QUOTED PASSAGE Start Marker

The FBF works with forming public opinion in favor of gender equality by information and activities, and by handing out money from various funds and scholarships. It collaborates with other organisations with similar goals both nationally and internationally. The FBF had a representative in the governmental council of equality.

The organisation was founded in 1884 by a group largely consisting of the board of the women's magazine Home Review. It consisted of the feminist Sophie Adlersparre,Ellen Anckarsvärd, Fredrika Limnell, Ellen Fries, Hans Hildebrand and G. Sjöberg. It was named in honor of the Swedish novelist Fredrika Bremer, whose novel Hertha was responsible for the legislation emancipating unmarried women from wardship of their male relatives. It also led to the foundation of Göteborgs Kvinnoförening in Sweden's second city of Gothenburg, which was founded as a local answer to the FBF.

QUOTED PASSAGE End Marker
INPUT DATA Start Marker

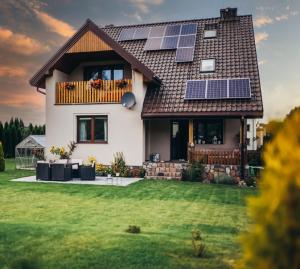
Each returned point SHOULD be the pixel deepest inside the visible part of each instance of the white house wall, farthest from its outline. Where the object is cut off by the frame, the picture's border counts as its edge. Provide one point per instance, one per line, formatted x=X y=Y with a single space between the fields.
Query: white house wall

INPUT DATA End Marker

**ACTIVITY LIST:**
A – Render this sentence from the FBF text in Spanish: "It collaborates with other organisations with similar goals both nationally and internationally."
B – Resume the FBF text, picking up right after its final sentence.
The data have no connection to the FBF text.

**EXPECTED OUTPUTS:**
A – Colabora con otras organizaciones con objetivos similares tanto a nivel nacional como internacional.

B –
The purpose of the organisation was to support women's rights, to inform women of their rights and to encourage them to use them. At the time of its foundation, for example, the focus was to inform women of their rights to serve in the boards of public institutions, and of the rights of women of a certain income to vote in municipal elections and to use those rights. By 1890, the office of the organisation in Stockholm functioned as an employment agency for women of the middle classes, and offered juridical, economical and medical information and advice to women. It was also noted at that time, that many women came there to be informed of the movement for women suffrage. In 1899, a delegation from the FBF presented a suggestion of woman suffrage to prime minister Erik Gustaf Boström. The delegation was headed by Agda Montelius, accompanied by Gertrud Adelborg, who had written the demand. This was the first time the Swedish women's movement themselves had officially presented a demand for suffrage.